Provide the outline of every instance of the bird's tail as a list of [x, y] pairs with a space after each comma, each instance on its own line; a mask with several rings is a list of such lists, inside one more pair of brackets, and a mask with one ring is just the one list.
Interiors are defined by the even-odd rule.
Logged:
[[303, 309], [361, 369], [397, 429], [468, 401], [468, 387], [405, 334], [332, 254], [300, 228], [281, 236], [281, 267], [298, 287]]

::::

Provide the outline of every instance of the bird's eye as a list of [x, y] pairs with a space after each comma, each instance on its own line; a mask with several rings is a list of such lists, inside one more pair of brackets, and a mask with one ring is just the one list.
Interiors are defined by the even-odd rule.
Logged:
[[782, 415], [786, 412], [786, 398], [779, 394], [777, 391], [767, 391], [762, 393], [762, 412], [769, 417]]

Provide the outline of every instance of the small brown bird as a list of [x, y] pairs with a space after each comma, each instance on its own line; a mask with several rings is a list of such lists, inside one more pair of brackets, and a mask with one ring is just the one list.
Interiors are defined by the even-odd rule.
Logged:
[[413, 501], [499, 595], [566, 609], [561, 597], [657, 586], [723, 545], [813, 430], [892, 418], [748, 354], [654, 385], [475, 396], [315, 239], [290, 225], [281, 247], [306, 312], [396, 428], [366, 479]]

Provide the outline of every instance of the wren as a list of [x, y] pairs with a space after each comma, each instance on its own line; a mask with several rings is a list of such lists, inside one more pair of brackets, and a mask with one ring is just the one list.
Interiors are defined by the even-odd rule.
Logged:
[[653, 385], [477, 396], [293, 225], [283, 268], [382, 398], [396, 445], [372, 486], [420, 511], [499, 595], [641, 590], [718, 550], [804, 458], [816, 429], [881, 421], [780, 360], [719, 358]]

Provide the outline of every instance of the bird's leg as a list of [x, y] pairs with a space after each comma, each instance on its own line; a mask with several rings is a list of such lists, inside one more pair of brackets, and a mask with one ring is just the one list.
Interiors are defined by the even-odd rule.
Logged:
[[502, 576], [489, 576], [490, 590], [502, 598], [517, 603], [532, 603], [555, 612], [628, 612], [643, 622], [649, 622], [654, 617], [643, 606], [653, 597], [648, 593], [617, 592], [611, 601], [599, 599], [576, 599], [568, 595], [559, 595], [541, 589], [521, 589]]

::::

» **O QUE FAZER**: Liste, copiando por inteiro, todas as linhas da listagem acima em que aparece a palavra "each".

» **RESULTADO FINAL**:
Provide the outline of every instance of the bird's tail as a list of [x, y] pairs with a space after each comma, each instance on its own line; a mask with several rings is a list of such lists, inside one more pair of brackets, and a mask with one ring is just the one list.
Provide the outline of every instance of the bird's eye as a list of [x, y] pairs with a space after each comma, each instance on its own line; a mask with several rings is a list of such lists, inside one more pair of brackets, and a mask with one ring is just the one list.
Provide the outline of every instance of the small brown bird as a list of [x, y] pairs with a space after each comma, each instance on its own line; a mask with several rings is a list of such lists, inside one more pair of brackets, and a mask with one ring is just the one list.
Provide the outline of every instance of the wren as a list of [x, y] pairs with a space after each comma, each instance on its own line; a mask with several rings is a list of such lists, inside one more pair of brackets, and a mask with one ring is just the one list.
Provide the outline of every instance of the bird's leg as a list of [x, y] pairs with a space after each comma, each instance on its own line; a mask with several rings is a list of such lists, inside one more pair of brackets, and a mask with one ring is just the one list.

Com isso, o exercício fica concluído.